= REQUEST =
Update the records below by changing "bounding box" to "bounding rectangle" wherever it occurs, leaving everything else unchanged. Omit the pictures from your answer.
Begin GIVEN RECORDS
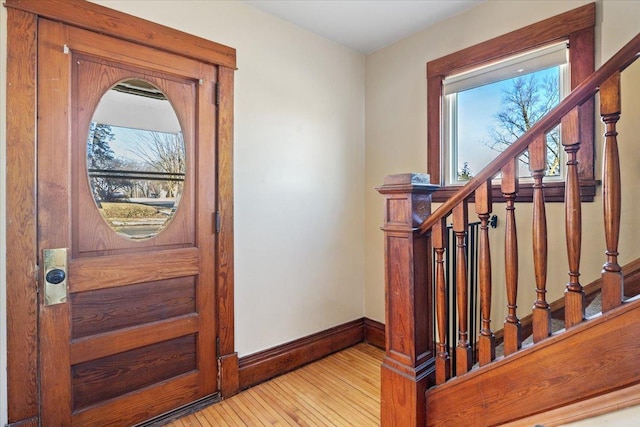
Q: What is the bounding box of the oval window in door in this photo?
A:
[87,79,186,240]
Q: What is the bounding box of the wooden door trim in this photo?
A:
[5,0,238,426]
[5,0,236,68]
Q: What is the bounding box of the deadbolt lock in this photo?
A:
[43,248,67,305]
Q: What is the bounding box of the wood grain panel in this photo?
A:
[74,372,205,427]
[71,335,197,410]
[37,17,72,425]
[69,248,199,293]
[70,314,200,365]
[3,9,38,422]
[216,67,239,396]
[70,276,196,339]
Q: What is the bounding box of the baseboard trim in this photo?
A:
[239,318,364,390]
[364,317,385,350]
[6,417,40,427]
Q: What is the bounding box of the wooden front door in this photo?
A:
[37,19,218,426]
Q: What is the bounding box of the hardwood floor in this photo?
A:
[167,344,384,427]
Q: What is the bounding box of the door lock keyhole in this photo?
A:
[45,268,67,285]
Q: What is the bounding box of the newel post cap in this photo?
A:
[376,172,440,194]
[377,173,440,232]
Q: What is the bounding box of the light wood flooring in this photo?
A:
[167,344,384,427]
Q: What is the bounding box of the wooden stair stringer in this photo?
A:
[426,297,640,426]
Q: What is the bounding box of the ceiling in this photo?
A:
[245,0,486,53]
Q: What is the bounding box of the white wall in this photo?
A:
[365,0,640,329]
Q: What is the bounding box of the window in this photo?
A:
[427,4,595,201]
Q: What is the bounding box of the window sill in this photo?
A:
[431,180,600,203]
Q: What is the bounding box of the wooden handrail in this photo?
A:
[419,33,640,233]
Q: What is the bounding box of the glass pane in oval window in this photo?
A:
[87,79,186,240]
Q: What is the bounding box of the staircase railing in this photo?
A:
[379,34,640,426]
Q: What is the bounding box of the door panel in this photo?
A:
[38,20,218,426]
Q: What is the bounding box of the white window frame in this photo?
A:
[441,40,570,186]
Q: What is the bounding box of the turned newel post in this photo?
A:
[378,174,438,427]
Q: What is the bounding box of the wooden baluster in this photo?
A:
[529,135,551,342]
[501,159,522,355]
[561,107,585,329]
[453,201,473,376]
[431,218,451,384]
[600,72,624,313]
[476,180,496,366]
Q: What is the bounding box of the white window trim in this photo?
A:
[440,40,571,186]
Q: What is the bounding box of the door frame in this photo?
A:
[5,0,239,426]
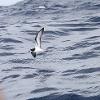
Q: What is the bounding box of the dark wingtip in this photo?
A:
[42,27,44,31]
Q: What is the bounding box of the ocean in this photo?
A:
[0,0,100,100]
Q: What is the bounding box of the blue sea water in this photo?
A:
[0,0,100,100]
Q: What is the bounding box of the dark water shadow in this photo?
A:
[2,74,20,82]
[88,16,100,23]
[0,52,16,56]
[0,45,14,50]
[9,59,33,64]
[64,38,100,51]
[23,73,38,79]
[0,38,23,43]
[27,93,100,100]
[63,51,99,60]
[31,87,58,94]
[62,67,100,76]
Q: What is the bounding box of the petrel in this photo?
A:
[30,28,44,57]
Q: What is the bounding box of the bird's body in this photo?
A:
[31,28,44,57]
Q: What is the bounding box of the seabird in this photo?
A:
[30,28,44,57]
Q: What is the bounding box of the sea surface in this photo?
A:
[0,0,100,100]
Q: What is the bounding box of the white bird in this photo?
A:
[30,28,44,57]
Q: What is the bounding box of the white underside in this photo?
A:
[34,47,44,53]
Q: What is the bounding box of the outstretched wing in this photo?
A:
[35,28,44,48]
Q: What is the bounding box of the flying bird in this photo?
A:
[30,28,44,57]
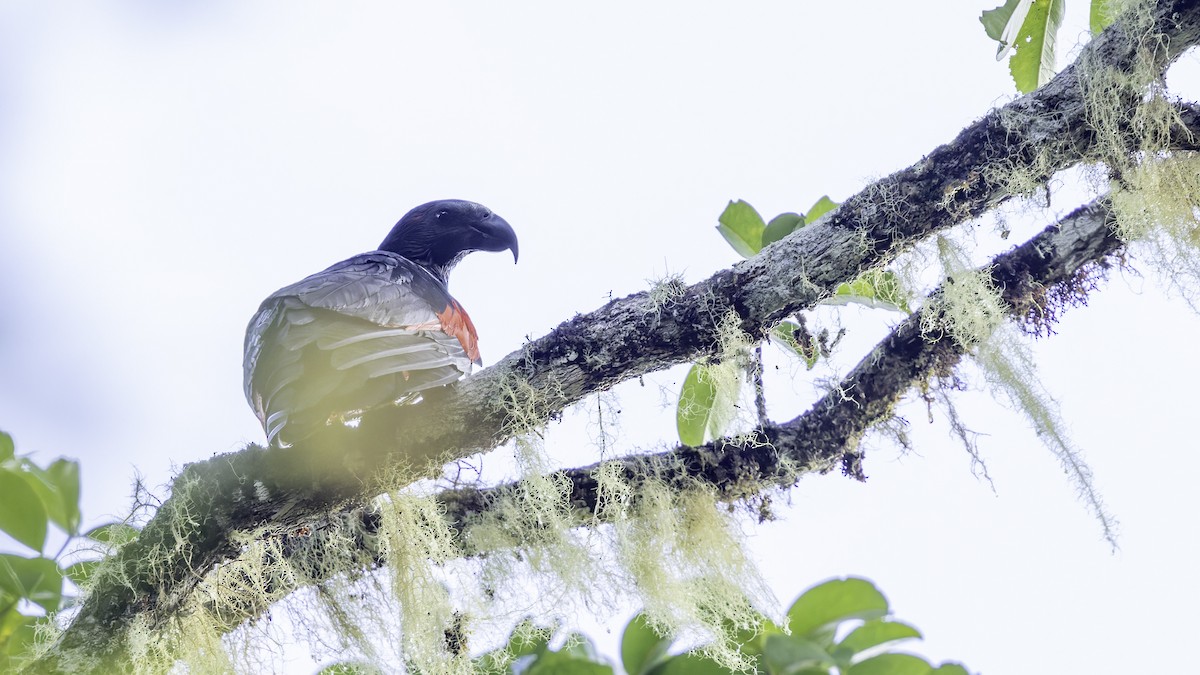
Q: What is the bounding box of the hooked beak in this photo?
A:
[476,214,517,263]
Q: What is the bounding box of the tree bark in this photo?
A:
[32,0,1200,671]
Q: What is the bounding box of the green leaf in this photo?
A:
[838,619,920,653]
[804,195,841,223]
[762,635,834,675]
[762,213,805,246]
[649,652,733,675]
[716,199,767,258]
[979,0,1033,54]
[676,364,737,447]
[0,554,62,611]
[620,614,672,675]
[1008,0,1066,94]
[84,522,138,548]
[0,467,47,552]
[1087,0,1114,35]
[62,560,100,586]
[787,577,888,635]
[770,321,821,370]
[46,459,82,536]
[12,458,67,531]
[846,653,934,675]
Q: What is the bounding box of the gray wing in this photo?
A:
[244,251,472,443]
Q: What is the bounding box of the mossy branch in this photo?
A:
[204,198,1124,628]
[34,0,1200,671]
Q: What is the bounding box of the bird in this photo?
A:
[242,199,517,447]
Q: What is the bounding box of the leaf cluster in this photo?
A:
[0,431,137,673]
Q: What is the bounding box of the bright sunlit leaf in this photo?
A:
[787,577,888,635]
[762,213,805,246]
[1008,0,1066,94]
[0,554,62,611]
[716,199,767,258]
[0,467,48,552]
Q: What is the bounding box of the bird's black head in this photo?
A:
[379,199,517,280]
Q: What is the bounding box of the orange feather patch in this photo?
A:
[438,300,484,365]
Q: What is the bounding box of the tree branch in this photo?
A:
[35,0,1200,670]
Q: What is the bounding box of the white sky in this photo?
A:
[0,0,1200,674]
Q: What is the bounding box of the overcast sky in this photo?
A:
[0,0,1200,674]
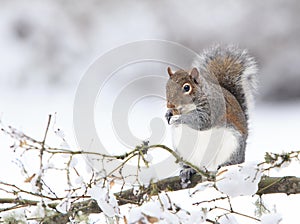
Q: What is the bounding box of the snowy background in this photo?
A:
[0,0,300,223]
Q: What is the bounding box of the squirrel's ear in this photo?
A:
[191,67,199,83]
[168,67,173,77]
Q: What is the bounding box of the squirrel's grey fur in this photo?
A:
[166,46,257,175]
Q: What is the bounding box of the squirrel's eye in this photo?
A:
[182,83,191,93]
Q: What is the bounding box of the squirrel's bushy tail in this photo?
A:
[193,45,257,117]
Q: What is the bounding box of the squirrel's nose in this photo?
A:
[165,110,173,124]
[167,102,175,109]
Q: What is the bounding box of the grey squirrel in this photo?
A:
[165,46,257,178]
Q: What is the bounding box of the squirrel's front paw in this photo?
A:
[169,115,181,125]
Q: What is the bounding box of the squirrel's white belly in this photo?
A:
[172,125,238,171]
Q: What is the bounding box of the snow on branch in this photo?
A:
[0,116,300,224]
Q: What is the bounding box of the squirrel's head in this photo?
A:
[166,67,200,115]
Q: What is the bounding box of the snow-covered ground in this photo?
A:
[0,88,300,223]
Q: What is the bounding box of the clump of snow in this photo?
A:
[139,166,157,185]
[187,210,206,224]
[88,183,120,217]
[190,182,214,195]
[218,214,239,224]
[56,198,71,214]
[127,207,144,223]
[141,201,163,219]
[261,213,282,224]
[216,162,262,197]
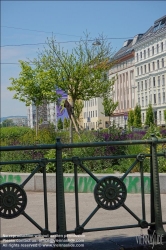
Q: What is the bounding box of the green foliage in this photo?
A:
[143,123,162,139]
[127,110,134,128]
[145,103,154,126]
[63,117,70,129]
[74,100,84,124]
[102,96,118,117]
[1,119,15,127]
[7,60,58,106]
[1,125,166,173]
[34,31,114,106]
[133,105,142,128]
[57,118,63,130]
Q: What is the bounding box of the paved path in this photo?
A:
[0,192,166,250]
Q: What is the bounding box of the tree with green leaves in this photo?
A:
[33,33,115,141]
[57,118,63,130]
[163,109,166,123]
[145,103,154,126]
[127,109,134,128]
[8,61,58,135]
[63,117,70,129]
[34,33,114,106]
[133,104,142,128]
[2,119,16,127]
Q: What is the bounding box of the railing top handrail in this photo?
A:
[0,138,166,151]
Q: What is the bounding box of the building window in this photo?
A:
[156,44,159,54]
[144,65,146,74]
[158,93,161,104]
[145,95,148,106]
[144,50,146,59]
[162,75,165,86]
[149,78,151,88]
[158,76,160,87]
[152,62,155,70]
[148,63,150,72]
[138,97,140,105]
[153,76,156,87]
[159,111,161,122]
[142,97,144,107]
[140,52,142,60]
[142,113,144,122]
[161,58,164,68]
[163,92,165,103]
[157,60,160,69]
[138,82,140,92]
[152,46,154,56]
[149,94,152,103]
End GIVEN RECORDS
= SOLUTION FOR THIS EXERCISE =
Q: What is the bounding rectangle of the oval window in door in this photo?
A:
[87,79,186,240]
Q: What is the bounding rectangle of the wooden door trim in this photo?
A:
[5,0,238,426]
[5,0,236,68]
Q: What is the bounding rectangle of the deadbolt lock in this photo?
A:
[43,248,67,305]
Q: What is the bounding rectangle of the wood grain panel in this photo?
A:
[74,372,205,427]
[71,335,197,410]
[37,17,72,425]
[69,248,199,293]
[70,314,200,365]
[3,9,38,422]
[216,67,239,396]
[70,276,196,339]
Q: What is the bounding rectangle of the baseboard trim in this photo?
A:
[239,318,364,390]
[364,317,385,350]
[6,417,40,427]
Q: What is the bounding rectangle of the wooden front door in this photo?
A:
[37,19,218,426]
Q: What is the bounding rectangle of the hardwood floor in this photo?
A:
[167,344,384,427]
Q: What is the bounding rectangle of the door lock keyhole in this photo?
A:
[45,268,67,285]
Q: What is the bounding rectangle of the newel post cap in this photo?
A:
[376,172,440,194]
[377,173,440,232]
Q: What is the bounding rectangle of the light wood flooring in this photo?
A:
[167,344,384,427]
Q: What is the bounding rectangle of the wooden stair stringer in this photo?
A:
[426,297,640,426]
Q: What is the bounding rectangle of the ceiling in this photo?
A:
[245,0,486,53]
Q: What is the bounding rectangle of the white wall in this photo?
A:
[365,0,640,329]
Q: What is the bounding rectangle of the window in this photo?
A:
[427,4,595,201]
Q: What is the bounding rectangle of the window sill in this photo?
A:
[431,180,600,203]
Q: What is the bounding rectangle of the wooden handrail in this photo?
A:
[419,33,640,233]
Q: What is the bounding rectangle of the glass pane in oval window in this photo?
A:
[87,79,186,240]
Q: What is the bounding rectangle of the staircase railing in this photo?
A:
[379,34,640,426]
Q: What is the bounding rectangle of the door panel in this photo?
A:
[38,20,218,426]
Q: What is the bounding rectangle of the white window frame in this photo?
A:
[441,40,570,186]
Q: What is the bounding rectangle of the turned newel post in this photo?
A:
[378,174,438,427]
Q: What is the bounding rectangle of the wooden baluster in this photo?
A:
[529,135,551,342]
[501,159,522,355]
[561,107,585,329]
[453,201,473,376]
[431,218,451,384]
[600,72,624,313]
[476,180,496,366]
Q: What is the bounding rectangle of the white window trim in this photo?
A:
[440,40,571,186]
Q: What is the bounding rectangle of the door frame in this photo?
A:
[5,0,239,426]
Q: What is the bounding rectangle of the dark wingtip in this photo?
A:
[42,27,44,31]
Q: What is the bounding rectangle of the ocean in this photo?
A:
[0,0,100,100]
Q: What is the bounding rectangle of the blue sea water in this photo?
A:
[0,0,100,100]
Q: What is the bounding rectangle of the dark water shadow in this photo?
A:
[2,74,20,82]
[88,16,100,23]
[0,52,16,56]
[0,45,14,50]
[9,59,33,64]
[64,38,100,51]
[23,73,38,79]
[0,38,23,43]
[27,93,100,100]
[63,51,99,60]
[31,87,58,94]
[62,67,100,76]
Q: What is the bounding rectangle of the petrel in this photo?
A:
[30,28,44,57]
Q: What is the bounding rectangle of the bird's body in this photo?
A:
[31,28,44,57]
Q: What is the bounding rectangle of the seabird in this photo?
A:
[30,28,44,57]
Q: What is the bounding rectangle of the sea surface in this photo?
A:
[0,0,100,100]
Q: What is the bounding rectangle of the white bird in this photo?
A:
[30,28,44,57]
Q: What is the bounding rectangle of the white underside in this photo?
A:
[34,47,44,53]
Q: What is the bounding rectangle of the outstretched wing in this photo?
A:
[35,28,44,48]
Q: What is the bounding rectangle of the flying bird in this photo?
A:
[30,28,44,57]
Q: What is the bounding rectangle of the hooked beak in this photo?
A:
[476,214,517,263]
Q: What is the bounding rectangle of the tree bark in this photo?
A:
[32,0,1200,671]
Q: What is the bounding rectangle of the green leaf in this photo?
A:
[838,619,920,653]
[804,195,841,223]
[762,635,834,675]
[762,213,805,246]
[649,652,733,675]
[716,199,767,258]
[979,0,1033,54]
[676,364,737,447]
[0,554,62,611]
[620,614,672,675]
[1008,0,1066,94]
[84,522,138,548]
[0,467,47,552]
[1087,0,1114,35]
[62,560,100,586]
[787,577,888,635]
[770,321,821,370]
[46,459,82,536]
[12,458,67,531]
[846,653,934,675]
Q: What is the bounding rectangle of the gray wing in this photo?
A:
[244,251,472,443]
Q: What is the bounding rectangle of the mossy branch in this photo?
A:
[204,198,1124,628]
[34,0,1200,671]
Q: What is the bounding rectangle of the bird in this photo?
A:
[242,199,517,447]
Q: What is the bounding rectangle of the leaf cluster in this photo?
A:
[0,431,137,673]
Q: What is the bounding rectangle of the bright sunlit leaf in this photo?
A:
[787,577,888,635]
[762,213,805,246]
[1008,0,1066,94]
[0,554,62,611]
[716,199,767,258]
[0,467,48,552]
Q: What is the bounding rectangle of the bird's black head in this photo?
A:
[379,199,517,280]
Q: What is the bounding rectangle of the orange feather patch in this photo?
A:
[438,300,484,365]
Q: What is the bounding rectangle of the tree branch in this photo?
A:
[35,0,1200,670]
Q: What is the bounding rectangle of the white sky in this photo?
A:
[0,0,1200,674]
Q: What is the bounding rectangle of the overcast sky in this photo?
A:
[0,0,1200,674]
Q: What is the bounding rectangle of the snowy background in this photo?
A:
[0,0,300,223]
Q: What is the bounding rectangle of the squirrel's ear in this photo?
A:
[191,67,199,83]
[168,67,173,77]
Q: What is the bounding rectangle of the squirrel's grey fur in this photo?
A:
[166,46,257,175]
Q: What is the bounding rectangle of the squirrel's eye in this photo?
A:
[182,83,191,93]
Q: What is the bounding rectangle of the squirrel's bushy tail in this photo?
A:
[193,45,257,117]
Q: What is the bounding rectangle of the squirrel's nose in this photo?
A:
[165,110,173,124]
[167,102,175,109]
Q: What is the bounding rectangle of the grey squirrel in this photo?
A:
[165,46,257,178]
Q: What is the bounding rectangle of the squirrel's front paw in this photo?
A:
[169,115,181,125]
Q: What is the bounding rectangle of the squirrel's white belly in this photo?
A:
[172,125,238,171]
Q: What is the bounding rectangle of the snow on branch in this photo?
A:
[0,116,300,224]
Q: What is the bounding rectangle of the squirrel's head in this photo?
A:
[166,67,200,115]
Q: What is the bounding rectangle of the snow-covered ground in this photo?
A:
[0,88,300,223]
Q: What is the bounding rectangle of the clump of snow in this photo?
A:
[139,166,157,185]
[187,210,206,224]
[88,183,120,217]
[190,182,214,195]
[218,214,239,224]
[56,198,71,214]
[127,207,144,223]
[141,201,163,219]
[261,213,282,224]
[216,162,262,197]
Q: What is the bounding rectangle of the green foliage in this photo?
A:
[143,123,162,139]
[127,110,134,128]
[145,103,154,126]
[63,117,70,129]
[74,100,84,124]
[102,96,118,117]
[1,119,15,127]
[7,60,58,106]
[1,125,166,173]
[34,31,114,106]
[133,105,142,128]
[57,118,63,130]
Q: What is the bounding rectangle of the paved path in this photo?
A:
[0,192,166,250]
Q: What is the bounding rectangle of the tree with green leaves in this photo?
A:
[33,33,115,141]
[57,118,63,130]
[163,109,166,123]
[145,103,154,126]
[127,109,134,128]
[8,61,58,135]
[63,117,70,129]
[34,33,114,106]
[133,104,142,128]
[2,119,16,127]
Q: What is the bounding rectangle of the railing top handrail in this photo?
A:
[0,138,166,151]
Q: What is the bounding rectangle of the building window in this photo?
A:
[156,44,159,54]
[144,65,146,74]
[158,93,161,104]
[145,95,148,106]
[144,50,146,59]
[162,75,165,86]
[149,78,151,88]
[158,76,160,87]
[152,62,155,70]
[148,63,150,72]
[138,97,140,105]
[153,76,156,87]
[159,111,161,122]
[142,97,144,107]
[140,52,142,60]
[142,113,144,122]
[161,58,164,68]
[163,92,165,103]
[157,60,160,69]
[138,82,140,92]
[152,46,154,56]
[149,94,152,103]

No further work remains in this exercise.